■ Texto de origem
....

O que realmente aconteceu no dia 21 de outubro de 2013, com o primeiro leilão do pré-sal do país? É para responder a esta pergunta que, novamente, o Correio conversou com o engenheiro, ex-presidente e atual vice-presidente da AEPET (Associação de Engenheiros da Petrobras), Fernando Siqueira.

De um lado, o governo; de outro, a oposição; e, em meio a eles, a mídia privatista. Todos juntos têm produzido uma avalanche de informações absolutamente desencontradas. Uma guerrilha comercial e pré-eleitoral, onde cada um levanta dados e faz análises de acordo com seus próprios interesses.

 

Enquanto o governo faz um típico discurso ufanista (veja-se pronunciamento da presidente Dilma na noite logo após o leilão), citando o um trilhão de reais que poderão ser aportados ao país nos próximos 35 anos, e os montantes que serão daí direcionados para a sofrível educação e saúde nacionais, a oposição se enrosca e se contradiz em escala crescente. Vai da órbita nitidamente liberal, com acusações a um pretenso dirigismo estatal e às imposições draconianas que teriam sido impostas aos possíveis participantes do leilão, até a adoção da oratória nacionalista, lamentando a utilização irresponsável do caixa da Petrobras pela União, drenando recursos da estatal. E muito bem afinada com este discurso oposicionista está a maioria da grande imprensa do país.

....

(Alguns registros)

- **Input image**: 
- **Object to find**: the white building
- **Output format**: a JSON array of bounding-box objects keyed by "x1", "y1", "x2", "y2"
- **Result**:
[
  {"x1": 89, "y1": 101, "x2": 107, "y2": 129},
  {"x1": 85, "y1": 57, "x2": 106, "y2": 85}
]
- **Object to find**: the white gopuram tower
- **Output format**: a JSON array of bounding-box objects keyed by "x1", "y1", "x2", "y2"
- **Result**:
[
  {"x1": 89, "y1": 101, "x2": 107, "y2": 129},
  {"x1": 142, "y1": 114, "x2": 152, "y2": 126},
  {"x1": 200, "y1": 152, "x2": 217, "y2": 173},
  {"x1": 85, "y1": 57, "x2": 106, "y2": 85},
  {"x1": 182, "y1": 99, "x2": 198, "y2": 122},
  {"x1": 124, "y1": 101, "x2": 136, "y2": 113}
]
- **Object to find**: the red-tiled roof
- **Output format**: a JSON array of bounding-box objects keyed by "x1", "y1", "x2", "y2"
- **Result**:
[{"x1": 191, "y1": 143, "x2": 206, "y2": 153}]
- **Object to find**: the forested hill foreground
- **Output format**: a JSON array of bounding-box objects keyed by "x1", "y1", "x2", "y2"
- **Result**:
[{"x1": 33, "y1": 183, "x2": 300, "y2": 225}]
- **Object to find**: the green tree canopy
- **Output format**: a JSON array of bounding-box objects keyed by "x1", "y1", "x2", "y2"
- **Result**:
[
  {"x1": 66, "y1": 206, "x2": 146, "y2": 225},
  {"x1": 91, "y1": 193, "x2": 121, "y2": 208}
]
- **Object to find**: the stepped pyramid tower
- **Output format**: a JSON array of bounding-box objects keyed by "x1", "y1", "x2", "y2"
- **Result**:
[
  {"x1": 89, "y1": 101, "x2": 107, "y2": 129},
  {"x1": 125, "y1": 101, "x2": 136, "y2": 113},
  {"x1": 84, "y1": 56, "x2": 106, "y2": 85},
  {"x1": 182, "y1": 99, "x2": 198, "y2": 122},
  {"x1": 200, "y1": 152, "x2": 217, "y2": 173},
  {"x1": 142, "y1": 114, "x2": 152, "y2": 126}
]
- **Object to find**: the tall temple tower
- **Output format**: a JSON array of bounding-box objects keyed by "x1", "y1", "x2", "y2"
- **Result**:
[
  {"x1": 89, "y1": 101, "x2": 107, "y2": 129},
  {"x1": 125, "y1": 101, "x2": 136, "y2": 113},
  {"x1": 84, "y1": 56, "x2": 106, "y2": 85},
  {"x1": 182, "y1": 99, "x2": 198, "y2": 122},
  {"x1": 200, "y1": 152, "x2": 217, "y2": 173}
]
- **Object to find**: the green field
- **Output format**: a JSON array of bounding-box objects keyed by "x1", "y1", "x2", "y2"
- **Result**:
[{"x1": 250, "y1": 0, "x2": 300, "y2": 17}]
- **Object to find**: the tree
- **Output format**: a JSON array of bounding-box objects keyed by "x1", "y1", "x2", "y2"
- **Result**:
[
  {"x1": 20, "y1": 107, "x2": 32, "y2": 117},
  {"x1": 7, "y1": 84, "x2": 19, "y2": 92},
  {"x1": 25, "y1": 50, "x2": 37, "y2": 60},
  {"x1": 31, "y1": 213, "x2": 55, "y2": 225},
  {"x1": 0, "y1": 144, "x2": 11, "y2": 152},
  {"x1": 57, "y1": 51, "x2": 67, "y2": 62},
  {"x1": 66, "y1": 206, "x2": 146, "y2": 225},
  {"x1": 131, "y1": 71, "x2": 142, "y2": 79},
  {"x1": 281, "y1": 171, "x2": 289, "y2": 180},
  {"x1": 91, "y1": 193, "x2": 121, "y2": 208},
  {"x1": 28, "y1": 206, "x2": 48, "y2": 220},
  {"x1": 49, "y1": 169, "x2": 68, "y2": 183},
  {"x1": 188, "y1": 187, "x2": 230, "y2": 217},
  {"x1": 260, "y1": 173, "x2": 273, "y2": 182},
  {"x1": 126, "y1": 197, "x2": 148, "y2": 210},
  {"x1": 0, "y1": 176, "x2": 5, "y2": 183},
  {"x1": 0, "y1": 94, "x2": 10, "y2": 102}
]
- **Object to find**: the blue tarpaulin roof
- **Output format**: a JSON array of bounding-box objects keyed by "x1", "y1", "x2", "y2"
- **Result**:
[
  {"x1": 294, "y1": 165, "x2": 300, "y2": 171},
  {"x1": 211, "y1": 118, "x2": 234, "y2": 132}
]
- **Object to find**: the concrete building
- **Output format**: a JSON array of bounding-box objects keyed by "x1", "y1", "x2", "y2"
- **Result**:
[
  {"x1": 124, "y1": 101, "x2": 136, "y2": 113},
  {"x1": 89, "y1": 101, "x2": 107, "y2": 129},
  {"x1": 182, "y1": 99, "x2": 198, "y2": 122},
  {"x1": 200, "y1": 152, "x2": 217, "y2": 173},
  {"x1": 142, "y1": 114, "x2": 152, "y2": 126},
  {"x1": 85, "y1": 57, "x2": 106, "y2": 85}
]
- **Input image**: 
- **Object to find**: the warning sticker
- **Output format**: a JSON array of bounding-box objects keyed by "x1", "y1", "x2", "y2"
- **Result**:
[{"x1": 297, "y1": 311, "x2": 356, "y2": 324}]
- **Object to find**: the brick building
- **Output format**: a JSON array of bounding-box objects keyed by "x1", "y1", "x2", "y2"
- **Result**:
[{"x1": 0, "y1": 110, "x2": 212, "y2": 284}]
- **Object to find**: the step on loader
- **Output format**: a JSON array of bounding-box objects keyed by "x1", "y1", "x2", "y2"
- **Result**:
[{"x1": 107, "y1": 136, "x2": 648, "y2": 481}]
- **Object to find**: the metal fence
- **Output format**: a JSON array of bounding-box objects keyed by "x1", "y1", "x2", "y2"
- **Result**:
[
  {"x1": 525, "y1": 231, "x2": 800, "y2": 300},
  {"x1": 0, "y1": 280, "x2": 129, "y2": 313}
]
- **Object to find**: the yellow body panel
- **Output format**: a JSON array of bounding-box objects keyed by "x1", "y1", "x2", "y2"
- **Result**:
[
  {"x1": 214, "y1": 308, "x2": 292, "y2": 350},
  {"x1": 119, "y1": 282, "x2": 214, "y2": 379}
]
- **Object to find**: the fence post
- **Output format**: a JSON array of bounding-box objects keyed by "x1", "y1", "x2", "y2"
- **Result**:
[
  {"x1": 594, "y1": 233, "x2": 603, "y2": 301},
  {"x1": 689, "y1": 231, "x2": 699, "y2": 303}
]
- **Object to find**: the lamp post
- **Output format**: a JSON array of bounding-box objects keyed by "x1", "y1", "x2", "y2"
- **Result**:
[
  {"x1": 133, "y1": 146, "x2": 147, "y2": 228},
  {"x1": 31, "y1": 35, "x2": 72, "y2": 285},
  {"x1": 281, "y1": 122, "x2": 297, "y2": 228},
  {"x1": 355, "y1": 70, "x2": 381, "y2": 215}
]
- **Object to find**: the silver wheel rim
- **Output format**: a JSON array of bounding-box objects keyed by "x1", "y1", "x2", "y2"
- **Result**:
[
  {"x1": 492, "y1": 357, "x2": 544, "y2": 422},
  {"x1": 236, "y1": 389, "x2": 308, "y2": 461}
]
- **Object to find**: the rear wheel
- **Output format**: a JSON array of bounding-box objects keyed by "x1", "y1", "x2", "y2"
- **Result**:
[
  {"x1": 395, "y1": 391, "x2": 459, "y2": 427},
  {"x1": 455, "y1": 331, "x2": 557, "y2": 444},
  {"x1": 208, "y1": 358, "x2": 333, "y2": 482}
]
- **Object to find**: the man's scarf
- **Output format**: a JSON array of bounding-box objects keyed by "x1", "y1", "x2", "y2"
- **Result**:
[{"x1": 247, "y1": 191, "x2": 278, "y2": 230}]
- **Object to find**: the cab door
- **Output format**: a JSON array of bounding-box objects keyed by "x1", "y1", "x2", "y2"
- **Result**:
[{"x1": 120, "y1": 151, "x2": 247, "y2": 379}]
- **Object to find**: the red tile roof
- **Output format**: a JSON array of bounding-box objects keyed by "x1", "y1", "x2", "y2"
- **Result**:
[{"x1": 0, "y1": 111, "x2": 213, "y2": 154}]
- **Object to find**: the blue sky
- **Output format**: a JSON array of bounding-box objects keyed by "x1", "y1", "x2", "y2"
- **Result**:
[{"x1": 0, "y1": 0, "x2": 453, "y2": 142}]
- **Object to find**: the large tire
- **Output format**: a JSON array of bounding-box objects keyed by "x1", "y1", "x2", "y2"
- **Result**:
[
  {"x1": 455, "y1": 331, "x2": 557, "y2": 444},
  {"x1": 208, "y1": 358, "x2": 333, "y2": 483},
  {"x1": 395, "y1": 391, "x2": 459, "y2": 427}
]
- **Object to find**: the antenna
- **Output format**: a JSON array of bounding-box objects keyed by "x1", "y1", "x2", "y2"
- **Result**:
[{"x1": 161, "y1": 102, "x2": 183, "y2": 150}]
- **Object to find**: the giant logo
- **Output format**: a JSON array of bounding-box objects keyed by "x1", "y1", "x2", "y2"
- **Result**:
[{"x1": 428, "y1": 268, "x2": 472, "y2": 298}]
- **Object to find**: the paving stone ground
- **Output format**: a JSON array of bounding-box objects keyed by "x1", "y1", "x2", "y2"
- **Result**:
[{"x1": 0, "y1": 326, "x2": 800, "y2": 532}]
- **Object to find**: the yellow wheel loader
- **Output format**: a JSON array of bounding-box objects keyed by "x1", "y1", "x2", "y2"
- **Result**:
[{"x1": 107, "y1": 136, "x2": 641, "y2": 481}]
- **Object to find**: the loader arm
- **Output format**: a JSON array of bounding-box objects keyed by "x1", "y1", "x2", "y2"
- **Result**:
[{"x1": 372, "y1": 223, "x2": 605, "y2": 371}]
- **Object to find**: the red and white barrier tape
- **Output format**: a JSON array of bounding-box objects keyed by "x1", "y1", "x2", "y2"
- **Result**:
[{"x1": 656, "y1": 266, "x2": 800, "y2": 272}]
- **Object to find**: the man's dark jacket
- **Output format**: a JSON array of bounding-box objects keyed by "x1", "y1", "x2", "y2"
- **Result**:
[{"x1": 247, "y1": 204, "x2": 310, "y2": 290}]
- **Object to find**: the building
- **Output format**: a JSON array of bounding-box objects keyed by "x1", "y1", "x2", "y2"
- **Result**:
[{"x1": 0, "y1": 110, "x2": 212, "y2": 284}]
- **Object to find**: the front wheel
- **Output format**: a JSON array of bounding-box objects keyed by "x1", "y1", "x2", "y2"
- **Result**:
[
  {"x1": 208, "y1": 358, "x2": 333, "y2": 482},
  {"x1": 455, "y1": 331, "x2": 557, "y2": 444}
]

....

■ O que fazer
**1.** No texto sobre o leilão do pré-sal, reescreva de forma mais curta o parágrafo que começa com "Enquanto o governo faz um típico discurso ufanista", mantendo os fatos principais.
**2.** Repita o trecho do texto sobre o leilão do pré-sal entre "Enquanto o governo" e "imprensa do país.", inclusive, sem mudar nada.
**3.** Dê a continuação do texto sobre o leilão do pré-sal a partir do ponto em que ele termina.
Os registros não fazem falta para nada aqui.

■ Respostas por tarefa
**1.** O governo adota um discurso ufanista, como no pronunciamento da presidente Dilma na noite após o leilão. Ele cita o um trilhão de reais que poderá entrar no país nos próximos 35 anos e a parte que irá para a educação e a saúde, que são precárias. A oposição se contradiz cada vez mais. Ora faz críticas liberais a um suposto dirigismo estatal e às exigências duras impostas aos possíveis participantes do leilão. Ora adota um tom nacionalista e lamenta que a União use de forma irresponsável o caixa da Petrobras, tirando recursos da estatal. A maior parte da grande imprensa segue esse discurso da oposição.

**2.**
Enquanto o governo faz um típico discurso ufanista (veja-se pronunciamento da presidente Dilma na noite logo após o leilão), citando o um trilhão de reais que poderão ser aportados ao país nos próximos 35 anos, e os montantes que serão daí direcionados para a sofrível educação e saúde nacionais, a oposição se enrosca e se contradiz em escala crescente. Vai da órbita nitidamente liberal, com acusações a um pretenso dirigismo estatal e às imposições draconianas que teriam sido impostas aos possíveis participantes do leilão, até a adoção da oratória nacionalista, lamentando a utilização irresponsável do caixa da Petrobras pela União, drenando recursos da estatal. E muito bem afinada com este discurso oposicionista está a maioria da grande imprensa do país.

**3.**
 

Por trás de tantos clichês e lugares comuns, algumas vozes dão, no entanto, o tom do mundo real. Baixa concorrência no leilão por conta de intervencionismo estatal exacerbado? Bem longe disso, diz Siqueira: “A meu ver, foi um jogo de cartas marcadas. A baixa concorrência foi proposital para reduzir a competição e pagar um percentual ridículo sobre um campo descoberto testado e comprovado como o maior do mundo (...) Outro fator que pesou foi a denúncia de espionagem feita pelo Edward Snowden: a Halliburton fornece o software Open Wells, que processa todos os dados estratégicos da Petrobrás. (...) A cada 72 horas, uma massa de dados da Petrobrás é remetida para os Five Eyes: EUA, Inglaterra, Austrália, Canadá e Nova Zelândia. Para atenuar o motivo mais que suficiente  para o cancelamento dos leilões, as empresas dos EUA e Inglaterra saíram.. Mas o braço europeu do cartel ficou: Total e Shell, que participaram, pertencem aos mesmos donos”.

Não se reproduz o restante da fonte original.